§ **LISTED ENTRIES**
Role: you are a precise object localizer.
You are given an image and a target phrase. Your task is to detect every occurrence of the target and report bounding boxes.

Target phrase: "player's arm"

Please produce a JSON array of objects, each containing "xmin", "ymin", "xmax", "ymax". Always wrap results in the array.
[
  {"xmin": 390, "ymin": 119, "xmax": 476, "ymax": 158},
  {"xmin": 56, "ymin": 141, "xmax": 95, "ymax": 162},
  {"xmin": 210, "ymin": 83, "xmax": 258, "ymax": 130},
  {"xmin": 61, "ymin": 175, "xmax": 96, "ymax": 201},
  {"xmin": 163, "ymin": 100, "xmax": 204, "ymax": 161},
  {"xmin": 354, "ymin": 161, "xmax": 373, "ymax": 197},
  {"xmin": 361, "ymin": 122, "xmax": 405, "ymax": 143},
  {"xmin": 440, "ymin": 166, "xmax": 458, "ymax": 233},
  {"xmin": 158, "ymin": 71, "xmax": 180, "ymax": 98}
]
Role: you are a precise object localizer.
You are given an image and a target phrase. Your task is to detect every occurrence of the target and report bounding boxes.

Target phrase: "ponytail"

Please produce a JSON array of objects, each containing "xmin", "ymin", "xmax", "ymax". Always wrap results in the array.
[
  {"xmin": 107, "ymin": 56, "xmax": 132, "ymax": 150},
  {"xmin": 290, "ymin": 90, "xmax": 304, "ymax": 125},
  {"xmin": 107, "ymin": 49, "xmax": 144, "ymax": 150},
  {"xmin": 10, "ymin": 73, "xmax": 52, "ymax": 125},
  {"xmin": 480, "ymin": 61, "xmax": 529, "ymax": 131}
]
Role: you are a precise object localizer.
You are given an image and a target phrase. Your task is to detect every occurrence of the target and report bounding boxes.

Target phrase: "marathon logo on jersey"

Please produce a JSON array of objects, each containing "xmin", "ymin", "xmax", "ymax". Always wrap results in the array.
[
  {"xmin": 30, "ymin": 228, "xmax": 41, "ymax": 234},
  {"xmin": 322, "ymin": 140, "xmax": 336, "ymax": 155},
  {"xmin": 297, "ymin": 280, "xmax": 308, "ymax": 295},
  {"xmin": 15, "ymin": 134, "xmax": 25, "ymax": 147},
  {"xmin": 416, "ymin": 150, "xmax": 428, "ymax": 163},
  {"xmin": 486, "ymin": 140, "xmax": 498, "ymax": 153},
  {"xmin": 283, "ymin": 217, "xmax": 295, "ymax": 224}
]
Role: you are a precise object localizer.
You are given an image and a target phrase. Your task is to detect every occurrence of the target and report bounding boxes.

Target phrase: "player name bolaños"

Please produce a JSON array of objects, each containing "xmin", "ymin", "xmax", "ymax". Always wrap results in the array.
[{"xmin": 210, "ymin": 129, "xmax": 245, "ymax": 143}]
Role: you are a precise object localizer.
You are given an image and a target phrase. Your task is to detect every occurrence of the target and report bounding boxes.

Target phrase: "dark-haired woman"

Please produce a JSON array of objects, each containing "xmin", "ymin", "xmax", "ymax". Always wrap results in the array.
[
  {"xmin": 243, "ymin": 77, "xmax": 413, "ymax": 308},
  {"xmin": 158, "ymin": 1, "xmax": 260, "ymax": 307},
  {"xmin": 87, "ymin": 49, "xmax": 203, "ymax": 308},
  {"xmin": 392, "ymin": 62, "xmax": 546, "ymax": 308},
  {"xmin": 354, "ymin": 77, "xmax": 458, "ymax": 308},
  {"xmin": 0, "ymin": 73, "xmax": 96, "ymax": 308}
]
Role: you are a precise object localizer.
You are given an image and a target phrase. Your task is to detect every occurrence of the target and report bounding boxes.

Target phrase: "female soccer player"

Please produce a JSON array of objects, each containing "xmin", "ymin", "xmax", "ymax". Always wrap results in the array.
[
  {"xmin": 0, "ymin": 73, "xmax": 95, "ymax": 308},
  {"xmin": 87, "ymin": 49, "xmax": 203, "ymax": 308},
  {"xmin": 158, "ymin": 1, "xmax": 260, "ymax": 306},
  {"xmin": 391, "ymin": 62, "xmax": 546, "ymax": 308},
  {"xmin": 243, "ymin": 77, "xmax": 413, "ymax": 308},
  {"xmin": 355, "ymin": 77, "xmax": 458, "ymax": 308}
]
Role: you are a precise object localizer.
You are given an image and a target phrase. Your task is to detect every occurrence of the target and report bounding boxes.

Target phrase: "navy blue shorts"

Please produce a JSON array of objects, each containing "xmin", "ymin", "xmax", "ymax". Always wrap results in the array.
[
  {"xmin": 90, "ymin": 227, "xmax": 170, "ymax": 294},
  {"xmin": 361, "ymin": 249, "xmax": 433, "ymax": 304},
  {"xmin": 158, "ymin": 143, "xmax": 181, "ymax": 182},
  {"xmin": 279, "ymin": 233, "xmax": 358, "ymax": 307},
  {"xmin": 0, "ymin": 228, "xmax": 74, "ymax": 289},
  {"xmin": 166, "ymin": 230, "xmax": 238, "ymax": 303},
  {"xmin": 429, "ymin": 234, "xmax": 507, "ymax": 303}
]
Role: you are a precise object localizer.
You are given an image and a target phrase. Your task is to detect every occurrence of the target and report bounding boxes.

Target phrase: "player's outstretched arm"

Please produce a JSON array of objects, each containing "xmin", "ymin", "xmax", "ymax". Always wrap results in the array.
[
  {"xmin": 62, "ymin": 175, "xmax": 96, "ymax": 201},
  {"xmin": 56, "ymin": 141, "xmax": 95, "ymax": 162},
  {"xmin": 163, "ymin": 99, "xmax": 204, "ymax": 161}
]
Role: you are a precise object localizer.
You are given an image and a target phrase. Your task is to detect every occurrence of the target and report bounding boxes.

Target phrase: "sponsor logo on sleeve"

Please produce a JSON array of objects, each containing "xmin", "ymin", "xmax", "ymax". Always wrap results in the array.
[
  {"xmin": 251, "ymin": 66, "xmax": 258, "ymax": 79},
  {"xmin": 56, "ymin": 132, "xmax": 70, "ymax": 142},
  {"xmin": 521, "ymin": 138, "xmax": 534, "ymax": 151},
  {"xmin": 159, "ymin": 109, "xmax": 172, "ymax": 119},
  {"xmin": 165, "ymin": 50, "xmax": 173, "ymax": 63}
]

==

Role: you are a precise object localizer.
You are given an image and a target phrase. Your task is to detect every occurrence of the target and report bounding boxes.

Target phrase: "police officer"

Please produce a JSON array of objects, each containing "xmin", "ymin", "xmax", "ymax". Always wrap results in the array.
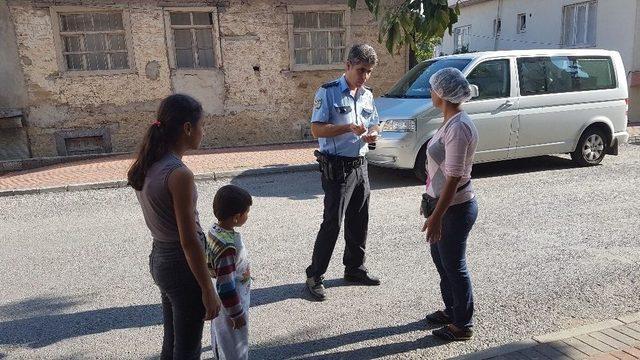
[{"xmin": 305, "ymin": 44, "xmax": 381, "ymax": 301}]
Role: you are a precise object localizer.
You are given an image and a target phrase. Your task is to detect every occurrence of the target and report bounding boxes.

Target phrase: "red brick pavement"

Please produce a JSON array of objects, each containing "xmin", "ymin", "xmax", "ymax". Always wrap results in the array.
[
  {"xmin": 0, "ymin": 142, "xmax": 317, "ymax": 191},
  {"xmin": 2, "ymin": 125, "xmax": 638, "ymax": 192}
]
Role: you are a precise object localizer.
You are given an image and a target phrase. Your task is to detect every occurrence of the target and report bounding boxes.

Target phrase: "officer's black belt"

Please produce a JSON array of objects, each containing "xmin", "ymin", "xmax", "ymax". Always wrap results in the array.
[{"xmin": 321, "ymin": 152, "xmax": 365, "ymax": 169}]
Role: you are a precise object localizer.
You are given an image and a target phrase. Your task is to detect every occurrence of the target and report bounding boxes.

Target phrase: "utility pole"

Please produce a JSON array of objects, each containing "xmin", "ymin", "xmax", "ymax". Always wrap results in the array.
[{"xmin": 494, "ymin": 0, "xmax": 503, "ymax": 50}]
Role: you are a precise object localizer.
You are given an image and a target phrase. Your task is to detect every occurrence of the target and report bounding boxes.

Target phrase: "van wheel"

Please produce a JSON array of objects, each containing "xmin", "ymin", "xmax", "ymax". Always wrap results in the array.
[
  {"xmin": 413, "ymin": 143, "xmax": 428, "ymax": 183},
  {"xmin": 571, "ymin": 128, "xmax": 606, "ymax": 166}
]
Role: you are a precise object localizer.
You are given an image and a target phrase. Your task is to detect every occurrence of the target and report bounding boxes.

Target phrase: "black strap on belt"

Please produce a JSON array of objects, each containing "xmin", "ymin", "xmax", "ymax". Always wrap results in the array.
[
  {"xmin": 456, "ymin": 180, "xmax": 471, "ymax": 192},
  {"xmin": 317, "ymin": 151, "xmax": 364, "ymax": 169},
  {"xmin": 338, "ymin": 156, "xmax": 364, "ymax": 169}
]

---

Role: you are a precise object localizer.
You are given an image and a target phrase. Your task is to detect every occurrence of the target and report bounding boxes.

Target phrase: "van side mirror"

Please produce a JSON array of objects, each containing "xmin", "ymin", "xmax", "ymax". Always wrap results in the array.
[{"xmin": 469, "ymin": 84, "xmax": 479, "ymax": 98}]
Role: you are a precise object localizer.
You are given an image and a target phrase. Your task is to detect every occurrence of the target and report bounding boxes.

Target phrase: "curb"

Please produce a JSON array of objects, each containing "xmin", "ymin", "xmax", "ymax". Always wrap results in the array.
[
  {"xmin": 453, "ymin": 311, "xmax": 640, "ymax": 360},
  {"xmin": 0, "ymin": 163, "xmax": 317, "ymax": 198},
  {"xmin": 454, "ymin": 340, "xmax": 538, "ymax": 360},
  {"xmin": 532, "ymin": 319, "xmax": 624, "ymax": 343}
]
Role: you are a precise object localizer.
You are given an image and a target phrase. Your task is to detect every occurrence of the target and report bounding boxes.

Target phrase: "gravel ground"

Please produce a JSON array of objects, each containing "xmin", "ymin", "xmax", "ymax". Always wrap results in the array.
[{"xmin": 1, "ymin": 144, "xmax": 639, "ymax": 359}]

§ **REQUIRED WORK**
Scan the lines above for the word "officer". Return each one that has it.

§ **ANSWER SPACE**
Target phrase: "police officer"
Target phrase: "officer's black belt"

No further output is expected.